▶ **WHAT IS REQUIRED**
Can you write out the entries again, from the very start of the entries through the line that has "xmin=0 ymin=832 xmax=925 ymax=1225", swapping "box_example" for "reference_boxes" wherever it appears and leaving everything else unchanged? Leave the pictures out.

▶ **THE INPUT**
┌──
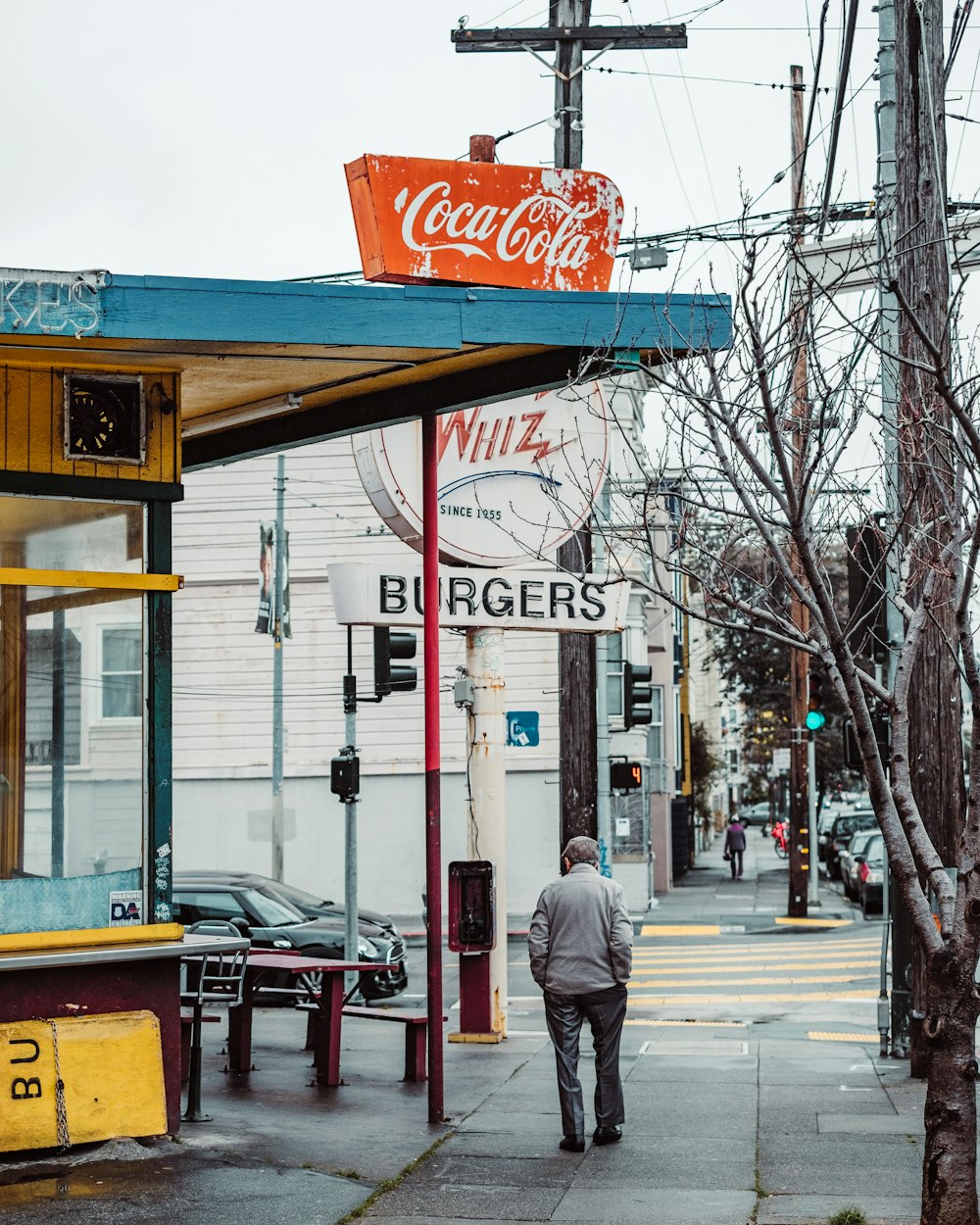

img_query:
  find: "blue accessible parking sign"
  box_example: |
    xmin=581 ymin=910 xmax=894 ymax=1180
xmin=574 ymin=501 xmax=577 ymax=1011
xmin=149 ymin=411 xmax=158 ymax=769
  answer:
xmin=508 ymin=710 xmax=542 ymax=749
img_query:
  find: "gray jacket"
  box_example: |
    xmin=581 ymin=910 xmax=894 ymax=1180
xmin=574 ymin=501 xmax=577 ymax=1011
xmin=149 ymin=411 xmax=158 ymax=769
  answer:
xmin=528 ymin=863 xmax=633 ymax=995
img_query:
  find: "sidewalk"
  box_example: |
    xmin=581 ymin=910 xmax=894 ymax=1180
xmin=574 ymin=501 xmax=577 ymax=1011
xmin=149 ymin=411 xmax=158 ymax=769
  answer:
xmin=0 ymin=832 xmax=925 ymax=1225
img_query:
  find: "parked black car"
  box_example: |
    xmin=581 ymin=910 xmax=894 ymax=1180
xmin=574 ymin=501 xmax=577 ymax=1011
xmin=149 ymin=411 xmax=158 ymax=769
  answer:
xmin=174 ymin=872 xmax=408 ymax=1000
xmin=838 ymin=826 xmax=881 ymax=902
xmin=177 ymin=868 xmax=402 ymax=942
xmin=826 ymin=808 xmax=878 ymax=881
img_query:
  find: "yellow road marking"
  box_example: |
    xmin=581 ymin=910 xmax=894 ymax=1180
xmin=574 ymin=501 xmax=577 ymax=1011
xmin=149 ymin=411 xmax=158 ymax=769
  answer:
xmin=633 ymin=958 xmax=878 ymax=975
xmin=640 ymin=924 xmax=721 ymax=936
xmin=627 ymin=974 xmax=875 ymax=989
xmin=623 ymin=1017 xmax=749 ymax=1029
xmin=633 ymin=934 xmax=881 ymax=956
xmin=630 ymin=984 xmax=878 ymax=1008
xmin=807 ymin=1029 xmax=881 ymax=1043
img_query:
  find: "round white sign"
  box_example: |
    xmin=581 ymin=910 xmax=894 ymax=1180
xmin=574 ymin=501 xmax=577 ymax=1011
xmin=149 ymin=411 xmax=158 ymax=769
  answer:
xmin=353 ymin=383 xmax=609 ymax=566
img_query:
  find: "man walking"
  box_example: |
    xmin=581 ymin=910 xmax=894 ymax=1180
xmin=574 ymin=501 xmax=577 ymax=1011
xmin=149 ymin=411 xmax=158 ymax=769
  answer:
xmin=528 ymin=838 xmax=633 ymax=1152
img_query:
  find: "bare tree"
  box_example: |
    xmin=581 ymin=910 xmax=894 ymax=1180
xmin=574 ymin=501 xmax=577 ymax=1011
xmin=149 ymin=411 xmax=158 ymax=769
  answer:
xmin=585 ymin=222 xmax=980 ymax=1225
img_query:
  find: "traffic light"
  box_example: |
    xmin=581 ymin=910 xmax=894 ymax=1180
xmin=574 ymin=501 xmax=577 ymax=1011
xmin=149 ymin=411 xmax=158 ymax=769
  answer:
xmin=622 ymin=662 xmax=653 ymax=731
xmin=807 ymin=664 xmax=827 ymax=731
xmin=375 ymin=626 xmax=416 ymax=699
xmin=609 ymin=760 xmax=643 ymax=792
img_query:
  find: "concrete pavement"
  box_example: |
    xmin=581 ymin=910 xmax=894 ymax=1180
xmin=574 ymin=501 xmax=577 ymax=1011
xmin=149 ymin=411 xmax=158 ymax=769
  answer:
xmin=0 ymin=831 xmax=925 ymax=1225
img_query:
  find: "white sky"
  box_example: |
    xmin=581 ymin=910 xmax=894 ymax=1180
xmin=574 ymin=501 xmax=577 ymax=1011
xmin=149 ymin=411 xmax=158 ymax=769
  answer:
xmin=7 ymin=0 xmax=980 ymax=292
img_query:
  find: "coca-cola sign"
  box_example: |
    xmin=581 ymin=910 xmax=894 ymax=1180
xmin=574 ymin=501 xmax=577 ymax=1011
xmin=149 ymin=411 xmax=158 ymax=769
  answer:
xmin=347 ymin=153 xmax=622 ymax=292
xmin=352 ymin=383 xmax=609 ymax=566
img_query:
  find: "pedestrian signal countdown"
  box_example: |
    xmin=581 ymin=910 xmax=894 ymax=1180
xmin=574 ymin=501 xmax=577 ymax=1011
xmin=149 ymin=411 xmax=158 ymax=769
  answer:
xmin=609 ymin=762 xmax=643 ymax=792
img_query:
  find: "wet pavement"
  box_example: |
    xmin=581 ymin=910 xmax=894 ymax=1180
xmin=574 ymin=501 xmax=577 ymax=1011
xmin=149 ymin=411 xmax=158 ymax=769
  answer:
xmin=0 ymin=837 xmax=925 ymax=1225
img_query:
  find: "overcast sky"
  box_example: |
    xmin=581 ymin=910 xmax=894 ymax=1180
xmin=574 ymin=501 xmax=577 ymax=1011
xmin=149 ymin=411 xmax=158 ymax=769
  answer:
xmin=0 ymin=0 xmax=980 ymax=290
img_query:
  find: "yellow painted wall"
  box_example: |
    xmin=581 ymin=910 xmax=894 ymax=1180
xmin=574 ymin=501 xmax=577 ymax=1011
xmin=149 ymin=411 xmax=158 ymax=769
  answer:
xmin=0 ymin=1012 xmax=167 ymax=1152
xmin=0 ymin=366 xmax=180 ymax=484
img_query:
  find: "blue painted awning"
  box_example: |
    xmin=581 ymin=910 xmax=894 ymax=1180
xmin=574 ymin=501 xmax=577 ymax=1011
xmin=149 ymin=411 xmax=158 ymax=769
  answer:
xmin=0 ymin=270 xmax=731 ymax=466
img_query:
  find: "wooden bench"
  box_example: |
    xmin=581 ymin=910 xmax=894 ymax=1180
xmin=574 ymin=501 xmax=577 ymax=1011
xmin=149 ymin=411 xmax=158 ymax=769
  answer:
xmin=297 ymin=1001 xmax=447 ymax=1082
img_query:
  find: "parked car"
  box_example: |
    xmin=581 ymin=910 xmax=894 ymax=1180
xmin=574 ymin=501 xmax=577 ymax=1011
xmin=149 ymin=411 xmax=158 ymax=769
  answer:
xmin=858 ymin=834 xmax=885 ymax=919
xmin=839 ymin=828 xmax=881 ymax=902
xmin=817 ymin=805 xmax=842 ymax=863
xmin=177 ymin=868 xmax=402 ymax=942
xmin=739 ymin=800 xmax=769 ymax=833
xmin=172 ymin=872 xmax=408 ymax=1000
xmin=818 ymin=808 xmax=878 ymax=881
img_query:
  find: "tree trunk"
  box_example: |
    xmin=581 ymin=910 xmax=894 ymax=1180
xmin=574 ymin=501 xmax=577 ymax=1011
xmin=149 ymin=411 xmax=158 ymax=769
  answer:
xmin=921 ymin=959 xmax=980 ymax=1225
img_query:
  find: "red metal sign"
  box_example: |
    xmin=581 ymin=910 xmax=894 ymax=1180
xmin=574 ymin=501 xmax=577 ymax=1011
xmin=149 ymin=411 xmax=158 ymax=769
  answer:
xmin=346 ymin=153 xmax=622 ymax=292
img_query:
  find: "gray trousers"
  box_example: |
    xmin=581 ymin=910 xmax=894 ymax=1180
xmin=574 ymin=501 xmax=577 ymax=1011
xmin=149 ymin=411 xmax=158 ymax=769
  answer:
xmin=544 ymin=985 xmax=626 ymax=1136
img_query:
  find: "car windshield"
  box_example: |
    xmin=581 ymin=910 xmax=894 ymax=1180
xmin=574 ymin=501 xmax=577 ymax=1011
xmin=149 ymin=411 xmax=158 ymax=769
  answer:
xmin=270 ymin=881 xmax=332 ymax=909
xmin=241 ymin=890 xmax=309 ymax=927
xmin=834 ymin=812 xmax=875 ymax=842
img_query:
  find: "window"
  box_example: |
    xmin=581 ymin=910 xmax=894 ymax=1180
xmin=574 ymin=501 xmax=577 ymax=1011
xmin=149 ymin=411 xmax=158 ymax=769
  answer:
xmin=102 ymin=625 xmax=143 ymax=719
xmin=172 ymin=890 xmax=248 ymax=924
xmin=606 ymin=633 xmax=622 ymax=718
xmin=647 ymin=685 xmax=667 ymax=792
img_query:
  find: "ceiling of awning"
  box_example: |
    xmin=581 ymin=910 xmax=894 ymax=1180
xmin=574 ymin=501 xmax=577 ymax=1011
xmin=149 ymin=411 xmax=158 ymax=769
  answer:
xmin=0 ymin=270 xmax=730 ymax=468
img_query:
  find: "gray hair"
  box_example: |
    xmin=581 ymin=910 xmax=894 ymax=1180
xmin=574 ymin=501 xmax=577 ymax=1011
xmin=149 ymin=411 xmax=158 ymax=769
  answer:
xmin=562 ymin=838 xmax=599 ymax=863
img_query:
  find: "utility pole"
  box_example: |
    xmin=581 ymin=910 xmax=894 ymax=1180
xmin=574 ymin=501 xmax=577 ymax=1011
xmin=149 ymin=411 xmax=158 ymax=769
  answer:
xmin=343 ymin=626 xmax=361 ymax=991
xmin=888 ymin=0 xmax=965 ymax=1077
xmin=875 ymin=0 xmax=911 ymax=1058
xmin=270 ymin=456 xmax=285 ymax=881
xmin=451 ymin=7 xmax=687 ymax=862
xmin=787 ymin=64 xmax=809 ymax=919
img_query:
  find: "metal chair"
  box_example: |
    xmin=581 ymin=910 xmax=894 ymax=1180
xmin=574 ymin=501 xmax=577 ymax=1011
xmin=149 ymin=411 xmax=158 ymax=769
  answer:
xmin=180 ymin=919 xmax=249 ymax=1123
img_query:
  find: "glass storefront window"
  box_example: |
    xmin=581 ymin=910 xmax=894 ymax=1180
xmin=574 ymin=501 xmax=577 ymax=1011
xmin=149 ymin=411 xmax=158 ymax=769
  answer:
xmin=0 ymin=495 xmax=147 ymax=932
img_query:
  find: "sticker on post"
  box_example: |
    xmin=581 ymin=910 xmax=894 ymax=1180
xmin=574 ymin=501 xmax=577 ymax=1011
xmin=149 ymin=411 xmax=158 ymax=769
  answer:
xmin=508 ymin=710 xmax=540 ymax=749
xmin=109 ymin=890 xmax=143 ymax=927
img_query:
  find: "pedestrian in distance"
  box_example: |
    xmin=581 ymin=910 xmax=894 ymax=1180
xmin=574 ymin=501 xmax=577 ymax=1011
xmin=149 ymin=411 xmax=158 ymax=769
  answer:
xmin=528 ymin=838 xmax=633 ymax=1152
xmin=724 ymin=813 xmax=745 ymax=881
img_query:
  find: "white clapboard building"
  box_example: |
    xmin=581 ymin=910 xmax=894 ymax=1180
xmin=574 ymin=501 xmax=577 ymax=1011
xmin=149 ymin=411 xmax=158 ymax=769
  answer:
xmin=172 ymin=377 xmax=676 ymax=915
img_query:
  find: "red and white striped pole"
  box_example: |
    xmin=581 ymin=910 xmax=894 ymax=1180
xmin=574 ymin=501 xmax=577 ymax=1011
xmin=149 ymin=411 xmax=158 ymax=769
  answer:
xmin=421 ymin=415 xmax=444 ymax=1123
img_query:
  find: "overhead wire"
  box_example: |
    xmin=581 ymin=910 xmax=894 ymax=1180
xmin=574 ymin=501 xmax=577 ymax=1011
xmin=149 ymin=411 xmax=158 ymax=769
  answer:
xmin=817 ymin=0 xmax=858 ymax=240
xmin=647 ymin=0 xmax=721 ymax=214
xmin=942 ymin=0 xmax=973 ymax=86
xmin=588 ymin=65 xmax=831 ymax=93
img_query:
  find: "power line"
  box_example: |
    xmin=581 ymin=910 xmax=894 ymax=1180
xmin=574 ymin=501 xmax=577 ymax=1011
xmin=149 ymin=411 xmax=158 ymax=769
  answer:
xmin=587 ymin=65 xmax=831 ymax=93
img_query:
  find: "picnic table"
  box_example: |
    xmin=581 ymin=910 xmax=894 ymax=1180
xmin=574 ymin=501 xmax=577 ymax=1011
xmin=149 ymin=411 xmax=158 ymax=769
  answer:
xmin=228 ymin=950 xmax=377 ymax=1084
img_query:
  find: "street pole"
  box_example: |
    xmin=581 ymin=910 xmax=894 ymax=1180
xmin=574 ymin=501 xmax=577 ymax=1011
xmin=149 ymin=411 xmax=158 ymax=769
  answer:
xmin=807 ymin=731 xmax=819 ymax=906
xmin=892 ymin=0 xmax=966 ymax=1077
xmin=461 ymin=628 xmax=508 ymax=1042
xmin=450 ymin=0 xmax=687 ymax=867
xmin=270 ymin=456 xmax=285 ymax=881
xmin=344 ymin=626 xmax=361 ymax=991
xmin=421 ymin=413 xmax=445 ymax=1123
xmin=593 ymin=479 xmax=612 ymax=876
xmin=875 ymin=0 xmax=911 ymax=1058
xmin=787 ymin=64 xmax=814 ymax=919
xmin=552 ymin=0 xmax=600 ymax=862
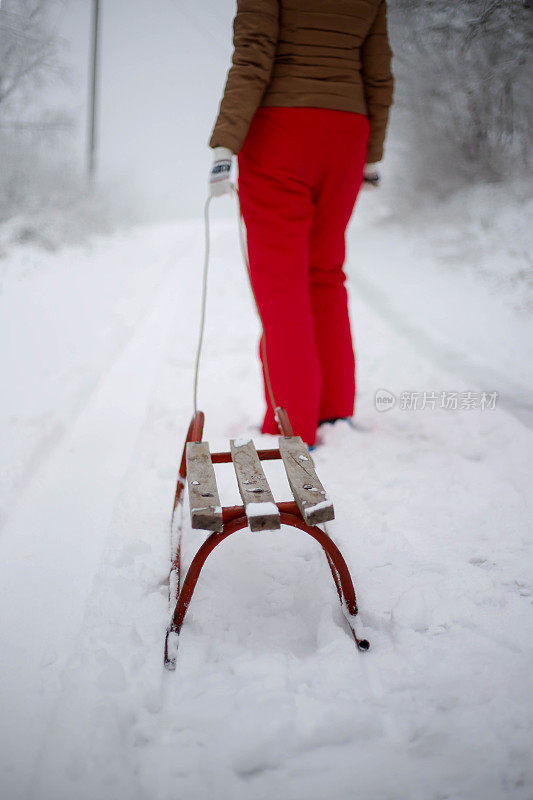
└──
▶ **TASK SOLUTION**
img_query:
  find: "blue accessible parking sign"
  reference_boxes: |
    xmin=581 ymin=910 xmax=894 ymax=1180
xmin=574 ymin=501 xmax=577 ymax=1011
xmin=149 ymin=411 xmax=158 ymax=769
  answer:
xmin=508 ymin=710 xmax=542 ymax=749
img_query:
  find: "gray jacket"
  reference_boxes: |
    xmin=581 ymin=910 xmax=894 ymax=1180
xmin=574 ymin=501 xmax=577 ymax=1011
xmin=149 ymin=411 xmax=158 ymax=769
  answer:
xmin=528 ymin=863 xmax=633 ymax=995
img_query:
  find: "sidewalk"
  reference_boxes: |
    xmin=581 ymin=910 xmax=894 ymax=1180
xmin=574 ymin=501 xmax=577 ymax=1011
xmin=149 ymin=411 xmax=158 ymax=769
  answer:
xmin=0 ymin=832 xmax=925 ymax=1225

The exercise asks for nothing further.